**What is required:** Reproduce only the data starting with the line that contains "the white canister" and going on through the line that contains "<point>142,257</point>", swapping "electrical outlet" for "power socket" and leaving everything else unchanged.

**Listed records:**

■ ■ ■ ■

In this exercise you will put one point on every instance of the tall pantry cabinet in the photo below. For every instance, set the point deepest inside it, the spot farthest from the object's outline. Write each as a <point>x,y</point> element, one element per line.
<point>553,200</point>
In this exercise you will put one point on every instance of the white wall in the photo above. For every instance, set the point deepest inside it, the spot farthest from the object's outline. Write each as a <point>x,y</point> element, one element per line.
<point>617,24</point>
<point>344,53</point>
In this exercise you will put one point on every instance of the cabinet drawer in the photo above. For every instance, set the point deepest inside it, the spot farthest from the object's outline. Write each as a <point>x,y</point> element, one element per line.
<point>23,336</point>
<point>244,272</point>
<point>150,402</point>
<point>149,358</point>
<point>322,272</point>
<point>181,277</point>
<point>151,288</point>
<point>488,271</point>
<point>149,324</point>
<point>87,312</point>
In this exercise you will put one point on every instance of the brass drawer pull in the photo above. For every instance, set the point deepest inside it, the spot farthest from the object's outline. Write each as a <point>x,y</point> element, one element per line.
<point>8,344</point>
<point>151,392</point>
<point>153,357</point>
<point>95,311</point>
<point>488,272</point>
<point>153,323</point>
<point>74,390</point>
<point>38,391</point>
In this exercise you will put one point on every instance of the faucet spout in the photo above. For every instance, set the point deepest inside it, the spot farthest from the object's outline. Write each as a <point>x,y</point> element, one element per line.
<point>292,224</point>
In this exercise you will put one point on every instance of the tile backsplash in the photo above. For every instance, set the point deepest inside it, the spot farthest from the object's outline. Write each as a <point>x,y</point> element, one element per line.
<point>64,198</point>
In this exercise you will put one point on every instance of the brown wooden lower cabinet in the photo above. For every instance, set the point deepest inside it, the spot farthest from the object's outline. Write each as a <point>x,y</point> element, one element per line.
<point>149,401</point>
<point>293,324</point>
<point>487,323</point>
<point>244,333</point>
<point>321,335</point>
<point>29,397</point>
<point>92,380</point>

■ ■ ■ ■

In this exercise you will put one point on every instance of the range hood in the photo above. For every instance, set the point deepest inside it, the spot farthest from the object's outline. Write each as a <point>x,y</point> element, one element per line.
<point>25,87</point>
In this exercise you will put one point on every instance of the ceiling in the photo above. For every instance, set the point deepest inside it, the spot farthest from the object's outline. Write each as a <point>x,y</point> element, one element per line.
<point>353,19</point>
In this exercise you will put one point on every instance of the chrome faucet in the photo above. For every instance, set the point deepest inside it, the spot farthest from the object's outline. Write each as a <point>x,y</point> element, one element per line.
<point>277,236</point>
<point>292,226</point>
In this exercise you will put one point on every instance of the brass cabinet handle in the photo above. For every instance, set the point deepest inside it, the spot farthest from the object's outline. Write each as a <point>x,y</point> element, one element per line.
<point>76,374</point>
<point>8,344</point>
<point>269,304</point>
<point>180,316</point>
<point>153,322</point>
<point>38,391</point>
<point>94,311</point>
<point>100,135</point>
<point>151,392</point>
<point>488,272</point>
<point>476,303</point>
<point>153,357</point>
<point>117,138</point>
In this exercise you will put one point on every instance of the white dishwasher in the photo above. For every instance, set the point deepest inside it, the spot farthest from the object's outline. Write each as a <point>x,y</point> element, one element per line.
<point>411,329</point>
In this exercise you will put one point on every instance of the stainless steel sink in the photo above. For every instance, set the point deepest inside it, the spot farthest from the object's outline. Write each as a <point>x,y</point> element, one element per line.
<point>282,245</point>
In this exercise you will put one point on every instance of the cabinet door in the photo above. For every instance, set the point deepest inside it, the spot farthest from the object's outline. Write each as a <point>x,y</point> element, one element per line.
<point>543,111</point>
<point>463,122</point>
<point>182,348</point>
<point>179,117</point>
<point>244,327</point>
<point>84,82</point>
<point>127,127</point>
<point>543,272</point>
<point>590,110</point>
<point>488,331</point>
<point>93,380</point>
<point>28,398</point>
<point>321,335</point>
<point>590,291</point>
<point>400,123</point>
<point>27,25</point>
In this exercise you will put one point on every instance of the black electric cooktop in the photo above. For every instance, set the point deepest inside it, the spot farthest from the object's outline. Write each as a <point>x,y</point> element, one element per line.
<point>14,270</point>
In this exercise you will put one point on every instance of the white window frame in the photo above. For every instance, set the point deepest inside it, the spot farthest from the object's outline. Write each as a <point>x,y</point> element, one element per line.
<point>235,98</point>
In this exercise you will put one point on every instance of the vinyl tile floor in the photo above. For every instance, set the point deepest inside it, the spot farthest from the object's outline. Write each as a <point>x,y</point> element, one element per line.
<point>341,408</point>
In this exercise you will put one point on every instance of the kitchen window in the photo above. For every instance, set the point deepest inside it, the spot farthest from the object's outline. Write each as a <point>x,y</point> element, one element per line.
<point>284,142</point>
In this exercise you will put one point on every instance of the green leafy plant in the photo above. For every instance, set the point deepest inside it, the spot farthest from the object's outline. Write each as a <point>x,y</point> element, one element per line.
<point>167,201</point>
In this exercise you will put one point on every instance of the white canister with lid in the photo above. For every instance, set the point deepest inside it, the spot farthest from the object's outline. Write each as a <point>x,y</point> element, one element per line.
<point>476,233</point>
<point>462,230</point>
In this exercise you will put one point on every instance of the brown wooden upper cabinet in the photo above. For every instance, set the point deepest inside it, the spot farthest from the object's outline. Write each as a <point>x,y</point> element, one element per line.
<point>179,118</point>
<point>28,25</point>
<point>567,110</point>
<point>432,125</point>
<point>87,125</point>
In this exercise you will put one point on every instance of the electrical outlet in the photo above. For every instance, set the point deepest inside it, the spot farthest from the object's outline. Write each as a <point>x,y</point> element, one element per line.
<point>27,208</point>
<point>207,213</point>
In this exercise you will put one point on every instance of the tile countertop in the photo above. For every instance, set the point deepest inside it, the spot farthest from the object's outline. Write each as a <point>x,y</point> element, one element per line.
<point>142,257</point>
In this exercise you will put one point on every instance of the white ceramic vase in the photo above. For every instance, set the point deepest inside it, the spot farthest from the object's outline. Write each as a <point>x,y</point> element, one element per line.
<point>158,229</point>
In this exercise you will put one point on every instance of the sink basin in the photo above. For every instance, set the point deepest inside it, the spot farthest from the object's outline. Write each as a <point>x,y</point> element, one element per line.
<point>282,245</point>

■ ■ ■ ■

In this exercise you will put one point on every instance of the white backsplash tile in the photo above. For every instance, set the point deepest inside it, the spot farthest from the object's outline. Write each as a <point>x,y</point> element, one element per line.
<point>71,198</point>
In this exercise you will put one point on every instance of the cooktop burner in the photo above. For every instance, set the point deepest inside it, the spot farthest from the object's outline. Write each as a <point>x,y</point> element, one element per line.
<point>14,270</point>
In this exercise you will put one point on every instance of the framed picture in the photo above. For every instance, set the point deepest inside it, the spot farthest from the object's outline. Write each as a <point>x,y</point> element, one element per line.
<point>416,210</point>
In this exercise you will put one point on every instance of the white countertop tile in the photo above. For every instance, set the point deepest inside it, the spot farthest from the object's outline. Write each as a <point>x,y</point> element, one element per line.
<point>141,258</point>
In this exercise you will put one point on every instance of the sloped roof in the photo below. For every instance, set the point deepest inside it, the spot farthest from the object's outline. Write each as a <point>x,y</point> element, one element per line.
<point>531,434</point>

■ ■ ■ ■

**Task output:**
In this exercise you will put one point on every instance of the white canister with lid in the photo above. For every instance, set the point deepest inside it, the spot farthest from the object's outline. Write each as a <point>x,y</point> element, one element per line.
<point>476,233</point>
<point>462,230</point>
In this exercise you will put one point on every instance of the brown wooden upper cabinet in the photo above. For every instance, set the point deepest inside it, the spot farthest from the object's outline. Write each as a <point>x,y</point> element, one element per line.
<point>179,118</point>
<point>28,25</point>
<point>567,110</point>
<point>432,125</point>
<point>87,125</point>
In this exercise you will put one point on every instance of the power socket in the photo above. For every instance, set the point deepest inside it, the spot farthest from the object's outline. Write each as a <point>x,y</point> element, one element per line.
<point>27,208</point>
<point>207,213</point>
In this exercise you will put one point on every instance of the tile countertop in the photo above. For every instance, set the point deepest inside it, the spot farthest from the object's outline. Write each as a <point>x,y</point> element, one element per line.
<point>142,257</point>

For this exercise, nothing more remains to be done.